- Exercise aim: Please copy the stretch of entries from the line containing "the <item>man's head</item>" through the end of the entries, substituting "contour" for "outline" and keeping all else unchanged.
+++
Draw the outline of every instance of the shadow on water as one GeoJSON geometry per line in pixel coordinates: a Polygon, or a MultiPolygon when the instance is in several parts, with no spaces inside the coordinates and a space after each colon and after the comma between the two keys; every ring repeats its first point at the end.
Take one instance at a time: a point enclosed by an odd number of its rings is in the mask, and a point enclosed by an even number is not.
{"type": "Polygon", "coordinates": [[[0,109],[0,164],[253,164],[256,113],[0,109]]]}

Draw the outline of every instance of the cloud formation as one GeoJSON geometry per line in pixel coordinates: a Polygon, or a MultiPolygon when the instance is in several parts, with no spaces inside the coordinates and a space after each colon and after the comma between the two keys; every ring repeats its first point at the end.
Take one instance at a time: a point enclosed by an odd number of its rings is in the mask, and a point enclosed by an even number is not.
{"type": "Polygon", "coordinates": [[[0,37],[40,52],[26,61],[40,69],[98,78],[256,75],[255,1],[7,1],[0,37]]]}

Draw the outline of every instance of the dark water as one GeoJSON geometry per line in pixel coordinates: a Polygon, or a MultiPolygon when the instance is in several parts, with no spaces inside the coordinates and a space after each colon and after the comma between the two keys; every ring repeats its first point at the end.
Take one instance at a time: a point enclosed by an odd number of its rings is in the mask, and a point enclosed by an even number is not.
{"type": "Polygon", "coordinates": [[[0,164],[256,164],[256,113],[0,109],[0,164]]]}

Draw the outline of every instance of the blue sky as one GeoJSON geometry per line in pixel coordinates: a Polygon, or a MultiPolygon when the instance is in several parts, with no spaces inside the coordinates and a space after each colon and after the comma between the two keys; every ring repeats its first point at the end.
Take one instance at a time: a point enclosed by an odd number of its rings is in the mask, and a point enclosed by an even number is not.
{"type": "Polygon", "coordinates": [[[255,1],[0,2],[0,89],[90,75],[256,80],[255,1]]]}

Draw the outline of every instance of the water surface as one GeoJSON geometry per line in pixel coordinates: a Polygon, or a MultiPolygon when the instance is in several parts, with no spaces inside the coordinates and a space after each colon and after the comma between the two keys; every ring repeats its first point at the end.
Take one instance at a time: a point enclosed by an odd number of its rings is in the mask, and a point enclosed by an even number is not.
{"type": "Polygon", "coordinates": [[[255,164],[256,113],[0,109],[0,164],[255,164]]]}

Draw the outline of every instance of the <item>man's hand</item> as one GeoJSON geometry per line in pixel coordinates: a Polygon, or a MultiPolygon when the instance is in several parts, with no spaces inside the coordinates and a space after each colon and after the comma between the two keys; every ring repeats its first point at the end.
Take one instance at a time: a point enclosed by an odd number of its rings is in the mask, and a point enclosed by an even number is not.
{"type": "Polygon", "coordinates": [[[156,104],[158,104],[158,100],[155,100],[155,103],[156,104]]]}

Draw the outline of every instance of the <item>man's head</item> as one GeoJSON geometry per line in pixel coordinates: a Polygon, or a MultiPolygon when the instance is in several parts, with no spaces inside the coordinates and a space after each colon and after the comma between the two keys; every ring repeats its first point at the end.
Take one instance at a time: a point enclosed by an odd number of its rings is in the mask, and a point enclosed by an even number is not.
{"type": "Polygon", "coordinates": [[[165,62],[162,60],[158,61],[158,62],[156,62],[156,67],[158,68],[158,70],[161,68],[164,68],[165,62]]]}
+++
- Expected output:
Draw the contour of every instance of the <item>man's head</item> as one GeoJSON geometry per line in pixel coordinates: a Polygon, or a MultiPolygon when the instance is in several parts, with no spaces inside the coordinates and a space after each colon and after the comma between the two keys; every ring repeats its first point at the end.
Take one instance at a time: a point enclosed by an odd number of its rings is in the mask, and a point enclosed by an even number is not.
{"type": "Polygon", "coordinates": [[[165,62],[162,60],[158,61],[158,62],[156,62],[156,67],[158,68],[158,70],[161,68],[164,68],[165,62]]]}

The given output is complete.